EXTRACTED TEXT:
By Daniel Schaffer M.D.
The Spokesman-Review (Spokane, Wash.), Jan. 18, 2014
By now, almost everyone has developed an opinion about the status of health care in our country, and it usually divides along ideological lines, with the word “Obamacare” in the middle. This is unfortunate if it ends the discussion, because both advocates and opponents agree that the Affordable Care Act (ACA) is not the final solution to our current health care dilemma.
We are still left with the fact that up to 10 percent of our population will continue to lack health care coverage. Some would rather pay the tax penalty than sign up for insurance; some because they cannot afford the rates even with a subsidy, some because their employers have cut their hours to part time, and others because their states have elected not to expand Medicaid. We also have not addressed the inevitable increased cost of fully enacting the ACA but once again have “kicked the can down the road.”
There are many factors that will determine what our health care system will eventually look like, but one of the most important is the mechanism of paying for those services. Unlike the other industrialized nations, our payment system for those under age 65 has evolved using private insurance companies, both for-profit and nonprofit. The result is that “health care” and “insurance” have unfortunately become fused into a single term.
Insurance is designed to protect people from events that will rarely occur, such as an automobile accident or a house fire. The system works because the majority of people paying their premiums will never collect any benefit, so there is a substantial cash reserve to pay for those who do.
Health care, however, is something that everyone will utilize at some time and, in fact, should be utilizing even more than they currently do to obtain preventive services. To create a large enough cash reserve, in addition to paying for administrative costs and dividends to shareholders, insurance rates continue to escalate. This is made even worse when only the people with health problems that require expensive treatment are the ones who have insurance. This system is unsustainable in the long term because at some point premiums will exceed what individuals and employers are willing to pay, or co-pays and deductibles will reach the point where having insurance will be beyond the means of most people.
If we as a society decide, like all of the other industrialized countries, that health care is a public good – like defense, police and fire protection – and infrastructure such as highways, then it should be funded like our other public goods through taxes. Since we are already paying twice as much for health care as other countries, and since a single system of payment will lower the overall cost by reducing administrative expenses and eliminating the need to pay shareholders, it seems like this option should be given serious consideration.

(Dataset entries)

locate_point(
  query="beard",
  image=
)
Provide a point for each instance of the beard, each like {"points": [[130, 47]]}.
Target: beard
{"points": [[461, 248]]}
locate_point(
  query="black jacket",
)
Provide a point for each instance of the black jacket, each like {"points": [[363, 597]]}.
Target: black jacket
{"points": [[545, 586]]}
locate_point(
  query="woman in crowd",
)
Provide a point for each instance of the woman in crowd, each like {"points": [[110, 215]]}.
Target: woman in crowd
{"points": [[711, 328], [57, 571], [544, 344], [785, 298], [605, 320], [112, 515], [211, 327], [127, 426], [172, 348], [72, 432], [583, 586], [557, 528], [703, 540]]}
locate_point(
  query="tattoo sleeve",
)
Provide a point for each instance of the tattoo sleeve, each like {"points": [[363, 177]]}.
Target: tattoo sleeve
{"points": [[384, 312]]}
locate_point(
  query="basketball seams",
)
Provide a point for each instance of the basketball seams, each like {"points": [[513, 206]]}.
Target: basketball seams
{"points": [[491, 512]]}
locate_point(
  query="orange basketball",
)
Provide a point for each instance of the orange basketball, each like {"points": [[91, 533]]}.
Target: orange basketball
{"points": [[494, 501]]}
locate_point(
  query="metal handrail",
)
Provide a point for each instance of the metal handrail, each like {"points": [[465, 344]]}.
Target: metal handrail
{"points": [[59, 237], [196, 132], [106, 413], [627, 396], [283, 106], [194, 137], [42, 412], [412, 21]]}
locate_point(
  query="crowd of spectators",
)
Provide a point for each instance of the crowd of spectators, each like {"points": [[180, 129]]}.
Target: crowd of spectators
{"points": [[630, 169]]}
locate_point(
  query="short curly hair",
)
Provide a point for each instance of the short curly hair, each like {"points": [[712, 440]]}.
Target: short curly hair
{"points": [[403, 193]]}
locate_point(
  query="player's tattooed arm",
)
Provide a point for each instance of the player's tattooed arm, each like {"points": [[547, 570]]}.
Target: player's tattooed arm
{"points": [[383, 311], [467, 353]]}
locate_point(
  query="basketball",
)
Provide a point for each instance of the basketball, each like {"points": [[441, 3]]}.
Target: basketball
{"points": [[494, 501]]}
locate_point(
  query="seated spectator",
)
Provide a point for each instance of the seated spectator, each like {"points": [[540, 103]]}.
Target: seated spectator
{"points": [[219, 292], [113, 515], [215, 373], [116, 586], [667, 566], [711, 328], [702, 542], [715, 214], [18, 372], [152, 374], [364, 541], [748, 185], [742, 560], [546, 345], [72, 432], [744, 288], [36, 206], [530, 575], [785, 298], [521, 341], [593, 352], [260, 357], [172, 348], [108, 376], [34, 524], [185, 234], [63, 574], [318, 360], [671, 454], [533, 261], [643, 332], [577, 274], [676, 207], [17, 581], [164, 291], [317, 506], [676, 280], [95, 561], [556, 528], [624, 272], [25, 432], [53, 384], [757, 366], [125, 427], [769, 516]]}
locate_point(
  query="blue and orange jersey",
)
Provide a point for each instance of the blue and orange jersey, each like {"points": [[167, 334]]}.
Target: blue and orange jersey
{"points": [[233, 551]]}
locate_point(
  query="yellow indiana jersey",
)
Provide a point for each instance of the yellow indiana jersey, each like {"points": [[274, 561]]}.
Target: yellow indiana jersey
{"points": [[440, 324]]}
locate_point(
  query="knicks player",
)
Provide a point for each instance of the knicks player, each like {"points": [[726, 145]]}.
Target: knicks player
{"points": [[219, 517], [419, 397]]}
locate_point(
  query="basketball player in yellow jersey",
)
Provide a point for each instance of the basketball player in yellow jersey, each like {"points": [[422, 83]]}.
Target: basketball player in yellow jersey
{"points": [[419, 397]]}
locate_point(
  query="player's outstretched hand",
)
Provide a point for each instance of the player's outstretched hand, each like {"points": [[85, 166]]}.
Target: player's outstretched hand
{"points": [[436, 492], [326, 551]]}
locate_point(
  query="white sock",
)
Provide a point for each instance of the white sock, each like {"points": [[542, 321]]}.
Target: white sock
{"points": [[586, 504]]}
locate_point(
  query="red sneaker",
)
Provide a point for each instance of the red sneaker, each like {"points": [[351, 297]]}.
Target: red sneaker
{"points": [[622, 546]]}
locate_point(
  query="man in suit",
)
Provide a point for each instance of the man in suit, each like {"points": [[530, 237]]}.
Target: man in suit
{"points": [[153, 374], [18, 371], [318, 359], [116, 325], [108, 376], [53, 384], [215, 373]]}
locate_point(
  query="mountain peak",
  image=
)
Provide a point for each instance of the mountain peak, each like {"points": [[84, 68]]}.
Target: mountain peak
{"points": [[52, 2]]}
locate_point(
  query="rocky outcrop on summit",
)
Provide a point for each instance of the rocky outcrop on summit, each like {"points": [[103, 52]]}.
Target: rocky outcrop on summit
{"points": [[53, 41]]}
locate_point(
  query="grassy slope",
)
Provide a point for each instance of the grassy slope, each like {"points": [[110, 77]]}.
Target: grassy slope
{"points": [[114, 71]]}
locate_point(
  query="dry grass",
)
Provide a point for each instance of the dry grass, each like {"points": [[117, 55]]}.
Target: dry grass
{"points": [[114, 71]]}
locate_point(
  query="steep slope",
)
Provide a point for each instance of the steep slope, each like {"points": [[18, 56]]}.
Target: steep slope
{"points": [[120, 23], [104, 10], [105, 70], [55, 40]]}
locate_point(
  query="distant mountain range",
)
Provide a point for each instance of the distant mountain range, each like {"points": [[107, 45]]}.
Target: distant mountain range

TASKS TO CARRY OUT:
a - In the health care essay, rewrite the part that opens with the words containing "By Daniel Schaffer" and closes with "health care dilemma.", switching "Obamacare" to "the health law".
b - According to the health care essay, what share of the population will continue to lack health care coverage?
c - Using the health care essay, explain why insurance works as a way to protect people from rare events such as an automobile accident or a house fire.
Rely only on the health care essay for what comes next.

ANSWERS PER TASK:
a -
By Daniel Schaffer M.D.
The Spokesman-Review (Spokane, Wash.), Jan. 18, 2014
By now, almost everyone has developed an opinion about the status of health care in our country, and it usually divides along ideological lines, with the word “the health law” in the middle. This is unfortunate if it ends the discussion, because both advocates and opponents agree that the Affordable Care Act (ACA) is not the final solution to our current health care dilemma.

b - Up to 10 percent of the population.

c - Most people who pay their premiums will never collect any benefit. This builds a substantial cash reserve that can pay for the few who do.